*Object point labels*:

++++++++++

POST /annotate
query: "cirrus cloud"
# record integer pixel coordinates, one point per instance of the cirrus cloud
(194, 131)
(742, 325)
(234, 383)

++++++++++

*WHAT YOU HAVE TO DO*: Return these lines unchanged, covering every record.

*COMPLETE ANSWER*:
POST /annotate
query: "cirrus cloud"
# record integer pixel coordinates, one point per instance of the cirrus cloud
(194, 131)
(742, 325)
(234, 383)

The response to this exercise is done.